SOURCE EXCERPT:
[start]
State v. Hamilton, 132 N.C. App. 316 (1999)

Feb. 16, 1999 · North Carolina Court of Appeals · No. COA98-526
132 N.C. App. 316

STATE OF NORTH CAROLINA v. GARY DARNELL HAMILTON, Defendant

No. COA98-526

(Filed 16 February 1999)

1. Larceny— sufficiency of evidence — fingerprints

The trial court did not err by denying defendant’s motion to dismiss charges of breaking or entering, felonious larceny, and felonious possession of stolen goods where a Belk’s store was found with a hole in the roof and $24,000 of merchandise missing, defendant’s fingerprints were recovered from the top of an awning more than eleven feet above the ground, the store manager testified that the building had received no roofing work at all in recent months and that no one had permission to enter the building through the roof, and defendant was acquainted with the modus operandi of such a crime as evidenced by a prior conviction of a rooftop breaking or entering.

2. Burglary and Unlawful Breaking or Entering— felonious intent — no other explanation

The trial court did not err by denying defendant’s motions to dismiss charges of breaking or entering where a Belk’s store was found with a hole in the roof and $24,000 in merchandise missing, no evidence of any other reason for breaking or entering through the hole in the roof was offered or suggested, and the manager discovered the thousands of dollars of missing merchandise the same day the hole was discovered. If the evidence presents no other explanation for breaking into the building and there is no showing of the owner’s consent, intent to commit a felony inside may be inferred from the circumstances surrounding the occurrence.

3. Evidence— prior crime or act — prior similar conviction— admissible

The trial court did not err in a prosecution for breaking or entering, felonious larceny, and felonious possession of stolen goods by admitting evidence of a prior conviction for a similar rooftop breaking or entering. The crimes were similar in that they both involved cutting a hole in the roof of a department store in eastern North Carolina and removing large amounts of jewelry from display counters. The elapsed time of two years and nine months affects only the weight of the evidence, not its admissibility.
[end]
Position identification records:
[start]
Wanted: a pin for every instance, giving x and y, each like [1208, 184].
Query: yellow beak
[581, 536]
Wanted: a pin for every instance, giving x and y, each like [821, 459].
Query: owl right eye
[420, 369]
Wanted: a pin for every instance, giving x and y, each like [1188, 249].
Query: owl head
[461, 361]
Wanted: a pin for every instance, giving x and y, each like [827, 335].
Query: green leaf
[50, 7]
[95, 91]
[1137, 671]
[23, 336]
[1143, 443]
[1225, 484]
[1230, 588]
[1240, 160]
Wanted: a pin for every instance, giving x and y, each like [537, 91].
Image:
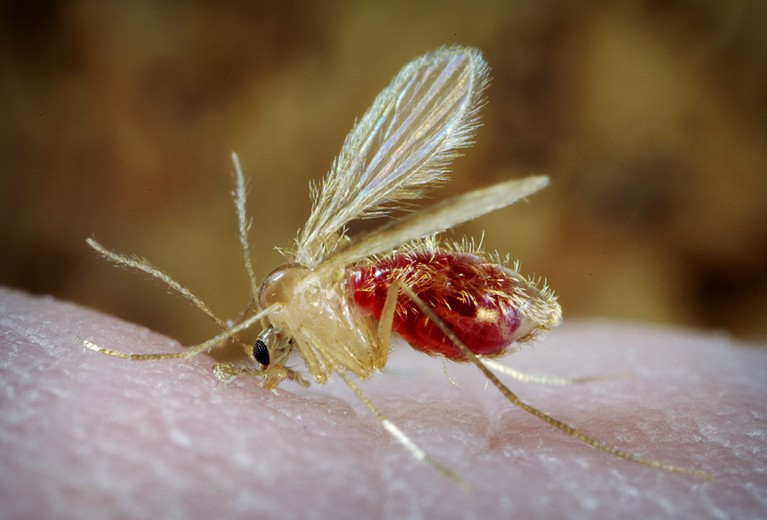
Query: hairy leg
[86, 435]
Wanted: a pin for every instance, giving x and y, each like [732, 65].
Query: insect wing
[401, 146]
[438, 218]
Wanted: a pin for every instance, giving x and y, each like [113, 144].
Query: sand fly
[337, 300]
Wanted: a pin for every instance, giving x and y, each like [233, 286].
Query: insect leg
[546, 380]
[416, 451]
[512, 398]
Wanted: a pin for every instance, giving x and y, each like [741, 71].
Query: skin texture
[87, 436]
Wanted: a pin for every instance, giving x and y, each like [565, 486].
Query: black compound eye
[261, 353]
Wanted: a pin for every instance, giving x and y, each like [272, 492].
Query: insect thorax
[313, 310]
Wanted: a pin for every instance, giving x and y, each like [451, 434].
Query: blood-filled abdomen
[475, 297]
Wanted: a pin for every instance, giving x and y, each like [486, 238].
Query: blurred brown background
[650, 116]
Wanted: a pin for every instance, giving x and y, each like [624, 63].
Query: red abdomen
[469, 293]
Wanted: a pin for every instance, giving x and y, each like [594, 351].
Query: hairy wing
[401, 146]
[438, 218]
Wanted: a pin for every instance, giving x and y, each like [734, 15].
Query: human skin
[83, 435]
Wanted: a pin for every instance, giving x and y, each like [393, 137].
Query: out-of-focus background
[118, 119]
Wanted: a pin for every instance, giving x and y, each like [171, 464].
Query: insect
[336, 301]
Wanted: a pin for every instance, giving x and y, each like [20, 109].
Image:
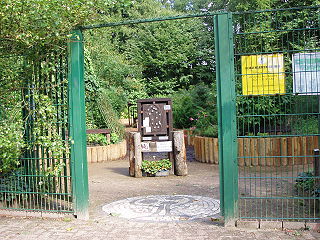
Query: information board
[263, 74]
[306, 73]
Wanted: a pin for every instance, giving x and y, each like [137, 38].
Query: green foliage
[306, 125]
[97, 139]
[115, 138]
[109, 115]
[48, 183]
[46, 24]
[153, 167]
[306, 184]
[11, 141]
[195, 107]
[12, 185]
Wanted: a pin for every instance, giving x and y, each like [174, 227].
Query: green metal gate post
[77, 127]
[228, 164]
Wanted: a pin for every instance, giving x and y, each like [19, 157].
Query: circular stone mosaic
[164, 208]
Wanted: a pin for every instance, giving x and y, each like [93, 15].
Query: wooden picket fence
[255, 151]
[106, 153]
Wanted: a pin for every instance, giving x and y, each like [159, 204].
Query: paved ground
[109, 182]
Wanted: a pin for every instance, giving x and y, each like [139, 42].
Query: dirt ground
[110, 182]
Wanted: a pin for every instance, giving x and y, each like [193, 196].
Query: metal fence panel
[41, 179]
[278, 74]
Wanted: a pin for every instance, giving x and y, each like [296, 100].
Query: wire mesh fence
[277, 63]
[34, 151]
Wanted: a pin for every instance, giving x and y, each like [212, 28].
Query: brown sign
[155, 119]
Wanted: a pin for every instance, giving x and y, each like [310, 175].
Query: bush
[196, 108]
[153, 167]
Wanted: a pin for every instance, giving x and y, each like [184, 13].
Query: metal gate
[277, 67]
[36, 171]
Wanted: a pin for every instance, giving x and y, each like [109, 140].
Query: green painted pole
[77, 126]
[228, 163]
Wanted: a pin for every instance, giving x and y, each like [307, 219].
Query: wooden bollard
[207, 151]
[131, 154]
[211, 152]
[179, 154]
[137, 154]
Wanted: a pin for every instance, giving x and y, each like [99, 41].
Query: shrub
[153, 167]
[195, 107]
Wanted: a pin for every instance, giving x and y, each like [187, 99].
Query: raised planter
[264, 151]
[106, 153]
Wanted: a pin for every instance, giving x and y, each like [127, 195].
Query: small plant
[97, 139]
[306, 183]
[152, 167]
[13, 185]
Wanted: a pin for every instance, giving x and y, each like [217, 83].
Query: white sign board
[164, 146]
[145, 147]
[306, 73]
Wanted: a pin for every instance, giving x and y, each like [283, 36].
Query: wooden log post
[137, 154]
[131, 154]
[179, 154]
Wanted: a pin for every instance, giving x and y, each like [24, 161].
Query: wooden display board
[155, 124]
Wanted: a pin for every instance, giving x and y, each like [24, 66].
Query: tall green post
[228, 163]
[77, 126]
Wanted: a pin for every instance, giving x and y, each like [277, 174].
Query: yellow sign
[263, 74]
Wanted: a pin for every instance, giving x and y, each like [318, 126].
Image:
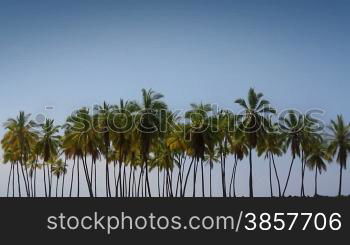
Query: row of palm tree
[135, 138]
[end]
[start]
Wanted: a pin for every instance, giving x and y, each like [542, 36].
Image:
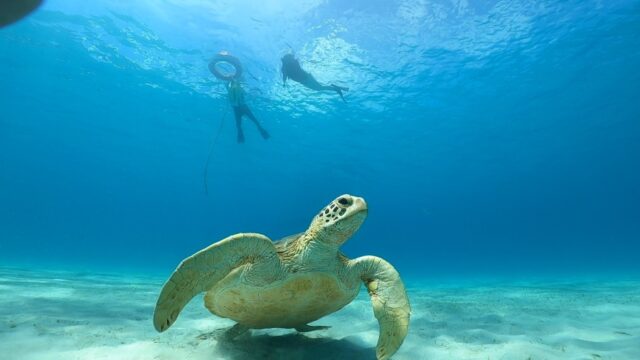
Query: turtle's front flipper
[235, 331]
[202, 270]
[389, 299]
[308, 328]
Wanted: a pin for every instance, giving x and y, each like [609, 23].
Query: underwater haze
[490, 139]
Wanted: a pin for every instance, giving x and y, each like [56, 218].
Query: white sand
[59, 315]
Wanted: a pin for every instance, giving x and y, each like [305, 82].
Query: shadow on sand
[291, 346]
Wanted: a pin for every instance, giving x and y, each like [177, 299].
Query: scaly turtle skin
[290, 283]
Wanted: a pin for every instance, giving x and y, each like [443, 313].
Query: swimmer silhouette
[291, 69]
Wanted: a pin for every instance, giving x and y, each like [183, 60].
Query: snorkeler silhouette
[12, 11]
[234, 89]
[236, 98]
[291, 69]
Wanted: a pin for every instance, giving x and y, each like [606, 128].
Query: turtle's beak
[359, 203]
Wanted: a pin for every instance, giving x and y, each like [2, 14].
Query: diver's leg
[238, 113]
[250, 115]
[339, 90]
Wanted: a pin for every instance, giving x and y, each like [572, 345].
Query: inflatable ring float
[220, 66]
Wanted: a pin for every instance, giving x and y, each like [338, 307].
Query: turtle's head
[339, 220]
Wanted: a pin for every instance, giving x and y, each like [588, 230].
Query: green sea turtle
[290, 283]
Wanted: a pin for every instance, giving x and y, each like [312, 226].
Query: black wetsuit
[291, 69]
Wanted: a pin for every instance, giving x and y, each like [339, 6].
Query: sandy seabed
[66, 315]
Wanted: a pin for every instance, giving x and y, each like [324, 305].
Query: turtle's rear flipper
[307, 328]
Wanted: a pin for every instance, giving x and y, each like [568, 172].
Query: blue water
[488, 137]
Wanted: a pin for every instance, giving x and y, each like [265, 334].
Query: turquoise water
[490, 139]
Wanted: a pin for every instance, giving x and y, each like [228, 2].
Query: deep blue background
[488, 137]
[end]
TASKS TO COMPLETE:
a) Shorten the paragraph of the State v. Hamilton excerpt that begins "The trial court did not err in a prosecution," keeping its main facts.
b) Reproduce the passage of the State v. Hamilton excerpt starting at "Feb. 16, 1999" and ending at "16 February 1999)".
c) Translate this sentence from the State v. Hamilton excerpt into Spanish: "If the evidence presents no other explanation for breaking into the building and there is no showing of the owner’s consent, intent to commit a felony inside may be inferred from the circumstances surrounding the occurrence."
None of the data is needed for what comes next.

ANSWERS PROVIDED:
a) The trial court correctly admitted evidence of a prior conviction for a similar rooftop breaking or entering in this prosecution for breaking or entering, felonious larceny, and felonious possession of stolen goods. Both crimes involved cutting a hole in the roof of a department store in eastern North Carolina and removing large amounts of jewelry from display counters. The gap of two years and nine months affects only the weight of the evidence, not its admissibility.

b)
Feb. 16, 1999 · North Carolina Court of Appeals · No. COA98-526
132 N.C. App. 316

STATE OF NORTH CAROLINA v. GARY DARNELL HAMILTON, Defendant

No. COA98-526

(Filed 16 February 1999)

c) Si las pruebas no presentan ninguna otra explicación para irrumpir en el edificio y no se demuestra el consentimiento del propietario, la intención de cometer un delito grave en su interior puede inferirse de las circunstancias que rodearon el hecho.